STATED TASK: Reproduce verbatim the rows that begin with the line containing "the photo below." and end with the line containing "pixel 776 158", including both of those lines. Omit the pictures from your reproduction.

Records from a data source:
::::
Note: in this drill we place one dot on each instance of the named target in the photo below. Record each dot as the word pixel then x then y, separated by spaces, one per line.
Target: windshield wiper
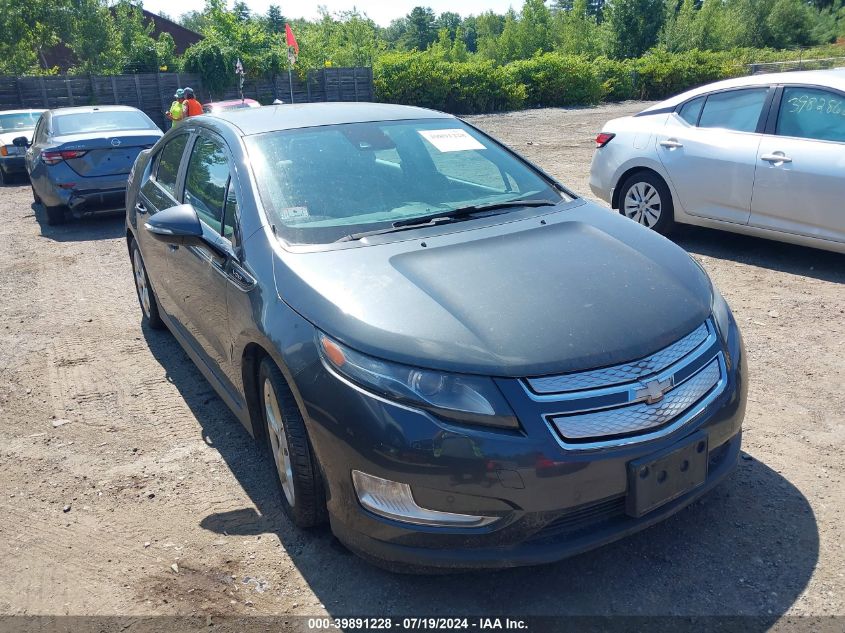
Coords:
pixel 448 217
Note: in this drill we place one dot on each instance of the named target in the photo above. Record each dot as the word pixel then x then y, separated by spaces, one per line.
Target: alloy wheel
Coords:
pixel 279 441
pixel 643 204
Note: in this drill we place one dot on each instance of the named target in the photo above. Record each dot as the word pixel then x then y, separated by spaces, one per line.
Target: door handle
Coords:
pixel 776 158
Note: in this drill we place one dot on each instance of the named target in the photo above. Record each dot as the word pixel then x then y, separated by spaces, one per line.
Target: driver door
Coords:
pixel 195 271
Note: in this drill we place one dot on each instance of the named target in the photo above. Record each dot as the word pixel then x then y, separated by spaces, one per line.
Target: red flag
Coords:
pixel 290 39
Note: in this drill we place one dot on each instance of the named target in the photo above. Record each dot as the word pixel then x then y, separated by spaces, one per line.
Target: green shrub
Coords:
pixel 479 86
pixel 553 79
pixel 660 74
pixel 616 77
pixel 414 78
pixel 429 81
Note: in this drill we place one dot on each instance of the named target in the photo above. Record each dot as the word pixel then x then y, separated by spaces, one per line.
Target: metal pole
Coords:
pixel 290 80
::::
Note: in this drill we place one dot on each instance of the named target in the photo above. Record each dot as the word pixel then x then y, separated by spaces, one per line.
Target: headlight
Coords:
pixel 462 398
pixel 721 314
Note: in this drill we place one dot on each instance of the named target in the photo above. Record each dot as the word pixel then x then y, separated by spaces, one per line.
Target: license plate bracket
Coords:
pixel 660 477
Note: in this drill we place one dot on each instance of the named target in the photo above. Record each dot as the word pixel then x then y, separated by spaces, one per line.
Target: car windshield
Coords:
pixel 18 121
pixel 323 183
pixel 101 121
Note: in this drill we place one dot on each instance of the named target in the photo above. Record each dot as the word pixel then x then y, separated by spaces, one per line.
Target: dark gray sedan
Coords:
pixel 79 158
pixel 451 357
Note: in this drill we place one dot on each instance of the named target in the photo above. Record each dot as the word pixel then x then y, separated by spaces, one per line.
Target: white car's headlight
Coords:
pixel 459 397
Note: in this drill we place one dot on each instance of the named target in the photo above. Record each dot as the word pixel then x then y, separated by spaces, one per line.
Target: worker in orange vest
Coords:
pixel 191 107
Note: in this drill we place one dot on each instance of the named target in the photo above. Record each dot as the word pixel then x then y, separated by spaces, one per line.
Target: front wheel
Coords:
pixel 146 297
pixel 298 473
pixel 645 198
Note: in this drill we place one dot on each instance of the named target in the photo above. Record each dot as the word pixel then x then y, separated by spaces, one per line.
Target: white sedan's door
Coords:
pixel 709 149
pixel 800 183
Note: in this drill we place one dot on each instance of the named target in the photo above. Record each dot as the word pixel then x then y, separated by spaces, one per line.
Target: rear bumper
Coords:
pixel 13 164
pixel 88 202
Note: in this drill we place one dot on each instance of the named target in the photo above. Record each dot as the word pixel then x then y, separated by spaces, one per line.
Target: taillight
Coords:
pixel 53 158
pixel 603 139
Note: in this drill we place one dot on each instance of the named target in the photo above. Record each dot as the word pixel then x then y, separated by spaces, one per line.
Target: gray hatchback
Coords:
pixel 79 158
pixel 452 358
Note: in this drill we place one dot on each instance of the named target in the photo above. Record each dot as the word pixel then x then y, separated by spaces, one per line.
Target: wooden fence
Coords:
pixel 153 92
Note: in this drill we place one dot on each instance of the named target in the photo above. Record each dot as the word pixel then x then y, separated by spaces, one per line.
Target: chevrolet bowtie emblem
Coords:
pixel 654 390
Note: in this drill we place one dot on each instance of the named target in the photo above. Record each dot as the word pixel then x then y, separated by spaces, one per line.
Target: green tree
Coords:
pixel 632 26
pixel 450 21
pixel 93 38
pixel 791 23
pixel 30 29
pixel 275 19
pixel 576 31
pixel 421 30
::::
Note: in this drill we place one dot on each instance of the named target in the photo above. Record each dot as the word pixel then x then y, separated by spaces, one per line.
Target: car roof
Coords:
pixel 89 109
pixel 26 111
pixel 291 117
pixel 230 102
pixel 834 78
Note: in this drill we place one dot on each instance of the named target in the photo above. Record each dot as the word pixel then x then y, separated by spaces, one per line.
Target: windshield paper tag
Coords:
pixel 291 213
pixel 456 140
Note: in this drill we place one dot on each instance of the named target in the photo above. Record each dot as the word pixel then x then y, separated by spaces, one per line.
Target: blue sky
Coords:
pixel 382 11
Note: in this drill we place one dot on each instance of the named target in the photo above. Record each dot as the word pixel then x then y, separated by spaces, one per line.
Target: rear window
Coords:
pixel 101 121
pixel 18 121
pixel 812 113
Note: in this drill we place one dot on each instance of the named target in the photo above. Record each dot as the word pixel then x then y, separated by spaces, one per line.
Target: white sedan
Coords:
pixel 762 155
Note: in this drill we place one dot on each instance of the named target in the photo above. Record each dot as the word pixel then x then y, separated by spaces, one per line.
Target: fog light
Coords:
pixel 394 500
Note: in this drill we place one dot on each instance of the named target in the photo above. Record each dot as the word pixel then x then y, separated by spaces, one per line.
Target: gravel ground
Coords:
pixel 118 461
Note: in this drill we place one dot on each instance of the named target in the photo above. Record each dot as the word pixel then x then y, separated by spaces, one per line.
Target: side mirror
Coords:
::::
EXERCISE RESULT:
Note: in this drill we place one dot on each instance of the named target in the photo below. Record each dot as the word pixel then x then y, separated by spaces, one per line.
Target: windshield wiper
Coords:
pixel 448 217
Note: in this drill we place one dot on each instance of the named target in the photo above. Record each dot as the word pixel then x then y, separated by spaces, one per line.
Target: alloy wheel
Coords:
pixel 279 441
pixel 643 204
Note: in this drill we place one dot on each instance of the named target in the photo above. Record each dot as the word pixel then x then y, separated by spaces, one per line.
Target: door handle
Coords:
pixel 776 158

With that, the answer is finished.